*TEXTAUSZUG*
::::

BUND Bund für Umwelt und Naturschutz Deutschland


25. August 2008

Am Tunnel führt kein Weg vorbei

Umweltschützer, Politiker und Kommunen ziehen an einem Strang

Gemeinsam mit den betroffenen Kommunen, der BI Mensch vor Verkehr und vielen Unterstützern aus der Region treten die acht in Hessen anerkannten Umweltverbände für eine menschen- und naturverträgliche Tunnelvariante für die ICE-Neubaustrecke entlang der Bergstraße ein.

Die Notwendigkeit eines Trassenneubaus als Lückenschluss im europäischen Bahnverkehrsnetz wird auch von den Umweltverbänden gesehen.

"Im deutschen ICE-Netz stellt der nördliche Oberrheingraben einen Flaschenhals dar, der aufgeweitet werden muss, um mehr Verkehr auf den umweltfreundlichen Verkehrsträger Bahn zu verlagern", so Brigitte Martin und Gerhard Eppler, Vorstände der beiden großen hessischen Umweltverbände BUND und NABU beim gestrigen ICE-Aktionstag in Lorsch.

In Anbetracht des Zusammenwachsens der Metropolregionen Rhein-Main und Rhein-Neckar werde es aber immer wichtiger, dass dies nicht auf dem Rücken der Natur und der Menschen in der Region erfolgt. "Ried und Bergstraße sind kein Bauland für den Durchgangsverkehr, sondern Lebensraum für Mensch und Natur", fasst Gerhard Eppler, Landesvorsitzender des NABU Hessen, die Sichtweise der Verbände zusammen.

::::

*GEGEBENE DATEN*
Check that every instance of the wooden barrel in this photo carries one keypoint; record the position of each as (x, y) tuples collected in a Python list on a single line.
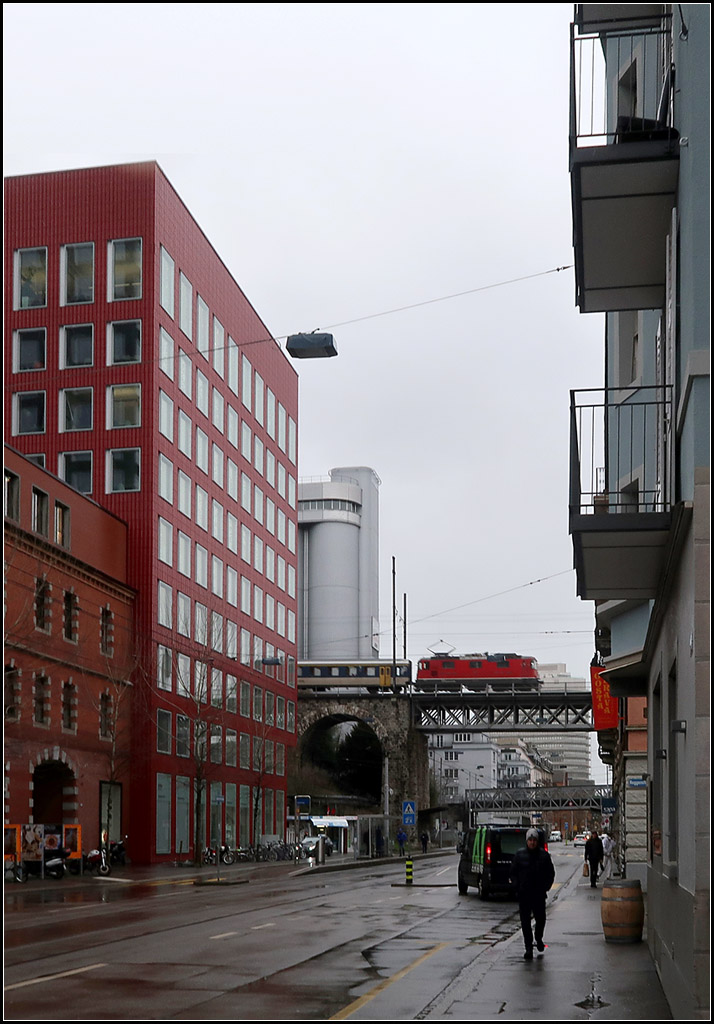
[(622, 909)]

::::

*AUFGABEN*
• 1. Ändere im Textauszug den Abschnitt von „Gemeinsam mit den“ bis „ICE-Aktionstag in Lorsch.“, indem du „Flaschenhals“ durch „Engpass“ ersetzt, und schreib den Abschnitt neu auf.
• 2. Welches Amt hat Gerhard Eppler laut Textauszug?
Stütze dich dabei ausschließlich auf den Textauszug.

*ANTWORTEN*
• 1.
Gemeinsam mit den betroffenen Kommunen, der BI Mensch vor Verkehr und vielen Unterstützern aus der Region treten die acht in Hessen anerkannten Umweltverbände für eine menschen- und naturverträgliche Tunnelvariante für die ICE-Neubaustrecke entlang der Bergstraße ein.

Die Notwendigkeit eines Trassenneubaus als Lückenschluss im europäischen Bahnverkehrsnetz wird auch von den Umweltverbänden gesehen.

"Im deutschen ICE-Netz stellt der nördliche Oberrheingraben einen Engpass dar, der aufgeweitet werden muss, um mehr Verkehr auf den umweltfreundlichen Verkehrsträger Bahn zu verlagern", so Brigitte Martin und Gerhard Eppler, Vorstände der beiden großen hessischen Umweltverbände BUND und NABU beim gestrigen ICE-Aktionstag in Lorsch.

• 2. Er ist Landesvorsitzender des NABU Hessen.